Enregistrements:

===============

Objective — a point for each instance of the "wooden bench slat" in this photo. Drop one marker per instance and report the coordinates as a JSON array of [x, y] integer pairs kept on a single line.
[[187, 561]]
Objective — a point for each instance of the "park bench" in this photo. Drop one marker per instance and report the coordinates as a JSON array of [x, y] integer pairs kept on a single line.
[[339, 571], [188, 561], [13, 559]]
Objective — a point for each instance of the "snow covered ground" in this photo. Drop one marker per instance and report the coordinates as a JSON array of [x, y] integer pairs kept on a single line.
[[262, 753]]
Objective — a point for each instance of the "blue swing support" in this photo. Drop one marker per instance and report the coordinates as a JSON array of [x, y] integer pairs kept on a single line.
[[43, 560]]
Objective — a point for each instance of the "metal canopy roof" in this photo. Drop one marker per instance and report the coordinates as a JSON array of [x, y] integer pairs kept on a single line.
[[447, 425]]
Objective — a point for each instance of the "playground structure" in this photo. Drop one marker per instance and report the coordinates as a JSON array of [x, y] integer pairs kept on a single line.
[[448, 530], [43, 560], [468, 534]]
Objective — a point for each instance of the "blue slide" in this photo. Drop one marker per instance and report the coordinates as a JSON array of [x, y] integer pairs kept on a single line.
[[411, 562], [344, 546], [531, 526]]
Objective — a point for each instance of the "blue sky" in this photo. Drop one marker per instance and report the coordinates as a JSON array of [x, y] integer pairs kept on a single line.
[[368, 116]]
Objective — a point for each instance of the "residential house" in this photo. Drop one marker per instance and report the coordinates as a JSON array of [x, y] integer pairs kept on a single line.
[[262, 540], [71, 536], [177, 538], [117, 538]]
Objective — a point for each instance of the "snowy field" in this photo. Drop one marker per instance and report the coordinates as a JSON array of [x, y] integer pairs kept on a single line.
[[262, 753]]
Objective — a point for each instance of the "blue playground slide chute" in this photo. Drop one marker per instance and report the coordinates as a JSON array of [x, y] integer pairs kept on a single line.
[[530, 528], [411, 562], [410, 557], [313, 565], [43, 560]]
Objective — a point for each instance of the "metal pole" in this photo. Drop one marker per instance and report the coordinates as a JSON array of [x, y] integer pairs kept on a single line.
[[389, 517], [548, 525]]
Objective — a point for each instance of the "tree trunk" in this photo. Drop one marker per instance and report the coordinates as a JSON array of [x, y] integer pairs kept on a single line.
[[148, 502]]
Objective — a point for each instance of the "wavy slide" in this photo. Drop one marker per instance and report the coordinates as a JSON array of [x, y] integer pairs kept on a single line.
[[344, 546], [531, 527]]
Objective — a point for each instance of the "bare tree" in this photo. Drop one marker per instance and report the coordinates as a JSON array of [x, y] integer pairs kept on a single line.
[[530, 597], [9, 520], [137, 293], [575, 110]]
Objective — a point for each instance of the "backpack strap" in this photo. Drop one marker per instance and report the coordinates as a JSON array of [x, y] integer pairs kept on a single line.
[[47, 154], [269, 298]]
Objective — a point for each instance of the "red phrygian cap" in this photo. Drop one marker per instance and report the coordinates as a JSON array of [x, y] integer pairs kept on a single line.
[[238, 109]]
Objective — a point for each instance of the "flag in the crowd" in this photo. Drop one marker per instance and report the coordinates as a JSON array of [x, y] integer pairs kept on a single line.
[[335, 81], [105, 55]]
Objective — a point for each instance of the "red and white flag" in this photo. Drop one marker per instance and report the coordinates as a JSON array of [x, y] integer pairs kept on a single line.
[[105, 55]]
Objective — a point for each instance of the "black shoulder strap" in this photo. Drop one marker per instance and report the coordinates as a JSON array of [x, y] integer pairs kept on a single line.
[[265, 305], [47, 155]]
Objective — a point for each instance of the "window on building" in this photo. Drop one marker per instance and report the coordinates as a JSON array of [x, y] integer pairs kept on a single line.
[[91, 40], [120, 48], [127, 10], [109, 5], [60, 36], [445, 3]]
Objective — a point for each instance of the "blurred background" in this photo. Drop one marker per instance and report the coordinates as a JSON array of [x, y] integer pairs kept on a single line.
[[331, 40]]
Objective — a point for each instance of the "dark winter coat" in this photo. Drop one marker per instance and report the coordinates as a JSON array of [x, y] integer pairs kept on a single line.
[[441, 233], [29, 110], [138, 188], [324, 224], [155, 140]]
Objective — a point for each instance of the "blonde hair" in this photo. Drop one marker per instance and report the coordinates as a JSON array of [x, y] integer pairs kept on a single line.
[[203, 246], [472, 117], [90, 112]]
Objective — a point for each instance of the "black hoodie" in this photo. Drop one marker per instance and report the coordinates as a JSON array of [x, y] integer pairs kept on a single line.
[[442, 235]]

===============

Mettez à jour l'ensemble du matériel ci-dessus en remplaçant « Drop » par « Place », sans rien modifier d'autre.

* RÉPONSE À L'EXERCICE:
Objective — a point for each instance of the "wooden bench slat" in this photo. Place one marker per instance and report the coordinates as a JSON array of [x, y] integer pairs kept on a single line.
[[187, 561]]
Objective — a point for each instance of the "park bench" in this photo. Place one marker per instance and report the coordinates as a JSON array of [x, y] integer pairs kept on a single line.
[[339, 571], [188, 561], [13, 559]]
Objective — a point for each instance of the "snow covered ground" in this photo. Place one marker per instance and report the coordinates as a JSON array of [x, y] integer pairs kept on a single line.
[[262, 753]]
Objective — a point for each instance of the "blue swing support" in this photo. Place one marker per instance and report the coordinates as a JSON array of [x, y] integer pairs kept on a single line.
[[43, 560]]
Objective — a point for each instance of the "metal canopy roof" in this photo. Place one marker per instance and report the coordinates as a JSON array of [x, y] integer pairs kept on a single line.
[[447, 425]]
Objective — a point for each instance of the "playground structure" in this photo. Place one marker per instance and report the coordinates as a JSON array of [x, y] integer pairs kept on a single line.
[[448, 530], [43, 560], [468, 534]]
Objective — a point for each instance of the "blue slide" in this photo. Place one marker per instance and report the coordinates as a JSON array of [x, y] integer pairs kept on a single line.
[[411, 562], [344, 546], [531, 526]]
Objective — a point for each instance of the "blue sky" in this photo. Place one marker per instance and report the coordinates as a JSON array of [x, y] integer pairs kept on a single line.
[[368, 116]]
Objective — a point for each instance of the "residential house" in this photo. Place one marker per instance and report the coordinates as a JSON array of [x, y] integer pairs kept on a single line.
[[262, 540], [71, 536], [177, 538], [117, 538]]
Objective — a point for each instance of the "snowy field" in this photo. Place one marker per instance and report the coordinates as a JSON array of [x, y] integer pairs kept on a single line.
[[262, 753]]
Objective — a point for each instance of the "blue playground slide chute" in this photo. Place one marker per instance and report the coordinates as a JSON array of [x, y] integer pairs kept on a single line.
[[530, 528], [411, 562], [410, 557], [313, 565], [43, 560]]
Objective — a point for each instance of the "metal pole" in this photo. Place one marker per instance and report the coordinates as a JSON array of [x, y] integer pairs kept on a single line.
[[389, 517], [548, 525]]
Objective — a point for each instance of the "tree trunk" in this photo. Place one marker per instance and report the coordinates as a JSON array of [x, y] integer pairs kept on a single line.
[[148, 502]]
Objective — a point for each instance of the "wavy slide" in this photo. Place one marker per instance and report the coordinates as a JSON array of [x, y] integer pairs kept on a single line.
[[344, 546], [531, 527]]
Objective — a point for each instance of the "bare tree" in this photo. Place one marker per instance and report the coordinates as a JSON array of [x, y] integer pairs kept on a single line.
[[530, 597], [9, 520], [137, 293], [575, 110]]
Objective — a point for each instance of the "backpack strap" in this photo. Place one marker per instance and report the coordinates as a JSON array of [x, y] integer pairs kept on a single line.
[[47, 154], [269, 298]]
Objective — a point for each instance of the "red phrygian cap" in this photo. Place one marker per instance and report the coordinates as a JSON array of [x, y] integer pairs kept on a single line.
[[238, 109]]
Objective — a point for each instance of the "flag in the crowd" in this photo. Place one marker per instance and report the coordinates as a JSON array of [x, y] integer pairs kept on a single line.
[[335, 81], [105, 55]]
Objective — a point for each instance of the "red and white flag" in this photo. Place one marker per instance and report the coordinates as a JSON array of [x, y] integer pairs kept on a single line.
[[105, 55]]
Objective — a point for each instance of the "black shoulder strap" in this photo. Place one marker per instance and report the coordinates as a JSON array of [x, y] integer pairs kept on a single line.
[[265, 305], [47, 155]]
Objective — a point for each instance of the "window on building" in this photo. Place one marker per instance and report the coordinates as a JSON array of [x, y] integer pairs kept on a single line.
[[91, 40], [120, 48], [127, 10], [109, 5], [60, 36], [445, 3]]
Objective — a point for each instance of the "blurred background" in this photo. Place one marker per instance and report the coordinates as a JSON array of [x, y] integer pairs kept on a single line.
[[331, 40]]
Objective — a point for each instance of the "dark winter coat" in this photo. Place one marker per instance and report the coordinates as a JSON array of [x, y] integer pairs kept on a single line.
[[441, 233], [29, 110], [138, 188], [324, 224], [155, 140]]
Objective — a point for each instance of the "blonde hair" in this photo. Place one marker per instance and report the coordinates as a JSON array of [x, y] integer pairs kept on a single line.
[[203, 246], [472, 117], [90, 112]]
Objective — a point for each instance of the "black hoodie" in this photo. Place one marker per instance and report the coordinates as a JSON array of [x, y] integer pairs kept on a single line.
[[442, 235]]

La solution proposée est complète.